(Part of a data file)
──────────

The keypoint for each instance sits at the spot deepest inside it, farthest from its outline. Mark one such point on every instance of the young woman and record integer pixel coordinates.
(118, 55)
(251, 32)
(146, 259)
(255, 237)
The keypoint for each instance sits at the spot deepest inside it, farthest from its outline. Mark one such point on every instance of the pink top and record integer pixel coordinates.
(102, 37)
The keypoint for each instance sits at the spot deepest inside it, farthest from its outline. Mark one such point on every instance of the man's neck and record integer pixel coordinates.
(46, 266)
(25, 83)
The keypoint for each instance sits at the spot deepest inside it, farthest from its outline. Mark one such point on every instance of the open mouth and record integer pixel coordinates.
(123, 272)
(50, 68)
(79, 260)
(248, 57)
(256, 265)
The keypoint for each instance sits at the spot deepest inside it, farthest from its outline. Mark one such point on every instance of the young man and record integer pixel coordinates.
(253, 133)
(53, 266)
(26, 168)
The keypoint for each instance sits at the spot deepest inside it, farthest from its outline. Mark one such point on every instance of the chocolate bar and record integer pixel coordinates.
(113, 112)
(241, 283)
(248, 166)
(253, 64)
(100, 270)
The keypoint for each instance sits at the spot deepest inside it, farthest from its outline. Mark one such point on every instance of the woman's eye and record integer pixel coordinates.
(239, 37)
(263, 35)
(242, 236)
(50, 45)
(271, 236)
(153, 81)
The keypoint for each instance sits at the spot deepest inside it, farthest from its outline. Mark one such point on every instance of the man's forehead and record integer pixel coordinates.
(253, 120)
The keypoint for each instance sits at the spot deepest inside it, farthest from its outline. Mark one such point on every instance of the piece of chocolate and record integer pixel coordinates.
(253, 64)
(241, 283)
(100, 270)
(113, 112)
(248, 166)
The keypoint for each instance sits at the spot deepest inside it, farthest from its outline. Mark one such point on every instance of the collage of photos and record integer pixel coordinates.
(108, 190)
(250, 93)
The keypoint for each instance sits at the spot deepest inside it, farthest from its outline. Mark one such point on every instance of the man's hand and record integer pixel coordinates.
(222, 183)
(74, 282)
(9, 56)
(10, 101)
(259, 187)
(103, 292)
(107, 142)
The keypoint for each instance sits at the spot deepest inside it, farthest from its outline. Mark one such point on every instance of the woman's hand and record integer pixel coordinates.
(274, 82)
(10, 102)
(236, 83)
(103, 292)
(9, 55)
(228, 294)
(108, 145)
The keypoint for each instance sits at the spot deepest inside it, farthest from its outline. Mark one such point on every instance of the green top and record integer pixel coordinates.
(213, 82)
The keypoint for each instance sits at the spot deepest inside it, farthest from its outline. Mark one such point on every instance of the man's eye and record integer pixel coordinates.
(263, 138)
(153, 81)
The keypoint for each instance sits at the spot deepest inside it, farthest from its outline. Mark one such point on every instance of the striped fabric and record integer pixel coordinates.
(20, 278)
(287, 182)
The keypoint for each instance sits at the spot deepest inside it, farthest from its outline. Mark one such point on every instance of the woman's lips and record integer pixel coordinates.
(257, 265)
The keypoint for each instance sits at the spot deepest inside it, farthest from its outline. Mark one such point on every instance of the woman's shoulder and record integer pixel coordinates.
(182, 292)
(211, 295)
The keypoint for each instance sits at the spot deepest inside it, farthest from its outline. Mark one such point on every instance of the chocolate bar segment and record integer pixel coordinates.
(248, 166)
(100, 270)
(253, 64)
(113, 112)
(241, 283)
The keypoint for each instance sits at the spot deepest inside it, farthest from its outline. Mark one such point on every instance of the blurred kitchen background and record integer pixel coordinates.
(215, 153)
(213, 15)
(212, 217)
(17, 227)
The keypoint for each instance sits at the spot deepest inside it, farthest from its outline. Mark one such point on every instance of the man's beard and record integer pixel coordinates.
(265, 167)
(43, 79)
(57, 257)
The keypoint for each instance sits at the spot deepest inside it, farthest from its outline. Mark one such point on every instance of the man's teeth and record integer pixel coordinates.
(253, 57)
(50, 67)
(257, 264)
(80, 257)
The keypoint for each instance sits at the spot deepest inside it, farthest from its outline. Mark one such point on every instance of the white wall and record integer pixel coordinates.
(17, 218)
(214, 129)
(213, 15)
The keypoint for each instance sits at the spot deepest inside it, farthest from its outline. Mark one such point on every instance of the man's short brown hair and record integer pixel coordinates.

──────────

(Written exercise): Render every one of the entries above as a Markdown table with two columns, Row and Line. Number each line in Row, and leave blank lines out.

(Right answer):
| Row | Line |
|---|---|
| 1 | The keypoint for each instance sits at the spot deepest inside it, farthest from its outline. Mark one such point on every instance of the young woman and record integer pixel coordinates. |
| 2 | (118, 55) |
| 3 | (251, 32) |
| 4 | (146, 259) |
| 5 | (255, 237) |
| 6 | The keypoint for each instance sits at the spot deepest inside it, farthest from its outline. Mark one such point on every instance of the pink top and record integer pixel coordinates. |
| 7 | (102, 37) |
| 8 | The keypoint for each instance sits at the spot deepest inside it, farthest from its outline. Mark one such point on every instance of the man's neck and record integer pixel coordinates. |
| 9 | (46, 266) |
| 10 | (25, 83) |
| 11 | The keypoint for each instance sits at the spot deepest inside it, farthest from its outline. Mark one such point on every instance of the open mouth and record integer pixel coordinates. |
| 12 | (123, 272) |
| 13 | (50, 68) |
| 14 | (79, 260) |
| 15 | (248, 57) |
| 16 | (256, 265) |
| 17 | The keypoint for each instance sits at the spot deepest inside it, farthest from its outline. Mark one such point on every instance of the young man and record integer pixel coordinates. |
| 18 | (253, 133) |
| 19 | (53, 266) |
| 20 | (26, 168) |
| 21 | The keypoint for each instance sits at the spot deepest inside it, farthest from its outline. Mark one such point on every instance of the chocolate bar and record integer pixel coordinates. |
| 22 | (113, 112) |
| 23 | (241, 283) |
| 24 | (248, 166) |
| 25 | (253, 64) |
| 26 | (100, 270) |
| 27 | The keypoint for each instance sits at the spot deepest inside it, farthest from its outline. Mark one such point on every instance of the woman's eye and record integer pixel coordinates. |
| 28 | (239, 37) |
| 29 | (263, 35) |
| 30 | (242, 236) |
| 31 | (50, 45) |
| 32 | (271, 236) |
| 33 | (153, 81) |
| 34 | The keypoint for each instance sits at the spot deepest inside it, farthest from its outline. Mark one such point on every instance of the man's forehead and record integer pixel coordinates. |
| 35 | (253, 120) |
| 36 | The keypoint for each instance sits at the spot deepest inside it, farthest from its outline. Mark one such point on every instance of the piece of chocolate and record integer pixel coordinates. |
| 37 | (253, 64) |
| 38 | (241, 283) |
| 39 | (100, 270) |
| 40 | (113, 112) |
| 41 | (248, 166) |
| 42 | The keypoint for each instance sits at the spot deepest inside it, farthest from its outline. Mark one such point on every instance of the collage of photos and record integer pixel coordinates. |
| 43 | (108, 190) |
| 44 | (250, 93) |
| 45 | The keypoint for each instance sits at the spot deepest inside it, farthest from its outline. Mark one such point on every instance of the man's hand and record integer pixel coordinates. |
| 46 | (222, 183) |
| 47 | (74, 282) |
| 48 | (9, 56) |
| 49 | (10, 101) |
| 50 | (259, 187) |
| 51 | (103, 292) |
| 52 | (107, 142) |
| 53 | The keypoint for each instance sits at the spot deepest inside it, farthest from its outline. Mark one such point on every instance of the woman's hand and record integer pixel coordinates. |
| 54 | (274, 82) |
| 55 | (10, 102) |
| 56 | (236, 83) |
| 57 | (103, 292) |
| 58 | (9, 55) |
| 59 | (228, 294) |
| 60 | (108, 145) |
| 61 | The keypoint for each instance sits at the spot deepest inside it, farthest from its outline. Mark one such point on every instance of the green top and record integer pixel coordinates. |
| 62 | (213, 82) |
| 63 | The keypoint for each instance sits at the spot deepest inside it, farthest from its outline. Mark one such point on every instance of the man's eye and record integer pixel coordinates. |
| 64 | (263, 138) |
| 65 | (153, 81) |
| 66 | The keypoint for each instance sits at the spot deepest inside it, farthest from its outline. Mark one such point on every instance of the striped fabric and record integer pixel coordinates. |
| 67 | (20, 278) |
| 68 | (287, 182) |
| 69 | The keypoint for each instance sits at the spot deepest inside it, farthest from its outline. Mark one such point on every instance of the woman's lips and record integer pixel coordinates. |
| 70 | (257, 265) |
| 71 | The keypoint for each instance sits at the spot deepest inside it, farthest from its outline. Mark one such point on every instance of the woman's shoulder and record integer pixel coordinates. |
| 72 | (182, 292) |
| 73 | (211, 295) |
| 74 | The keypoint for each instance sits at the spot deepest inside it, farthest from its outline. Mark one such point on every instance of the chocolate bar segment and record integer pixel coordinates. |
| 75 | (248, 166) |
| 76 | (100, 270) |
| 77 | (253, 64) |
| 78 | (113, 112) |
| 79 | (241, 283) |
| 80 | The keypoint for each instance sits at the spot deepest inside it, farthest from its outline. Mark one such point on every instance of the blurred kitchen background and record integer pixel coordinates. |
| 81 | (215, 153) |
| 82 | (213, 15) |
| 83 | (212, 217) |
| 84 | (17, 227) |
| 85 | The keypoint for each instance sits at the spot deepest inside it, farthest from its outline. Mark one such point on every instance of the man's beard and record integer pixel coordinates. |
| 86 | (265, 167) |
| 87 | (43, 79) |
| 88 | (57, 257) |
| 89 | The keypoint for each instance sits at the spot deepest inside it, farthest from its outline. Mark one such point on every instance of the man's teeth and record integer pixel coordinates. |
| 90 | (253, 57) |
| 91 | (50, 67) |
| 92 | (257, 264) |
| 93 | (80, 257) |
| 94 | The keypoint for each instance sits at the spot deepest inside it, farthest from its outline. Mark one such point on every instance of the white wall and record integer pixel coordinates. |
| 95 | (17, 218) |
| 96 | (214, 129) |
| 97 | (213, 15) |
| 98 | The keypoint for each instance sits at the spot deepest inside it, farthest from its outline. Mark one such point on every instance of the man's short brown hair and record integer pixel coordinates. |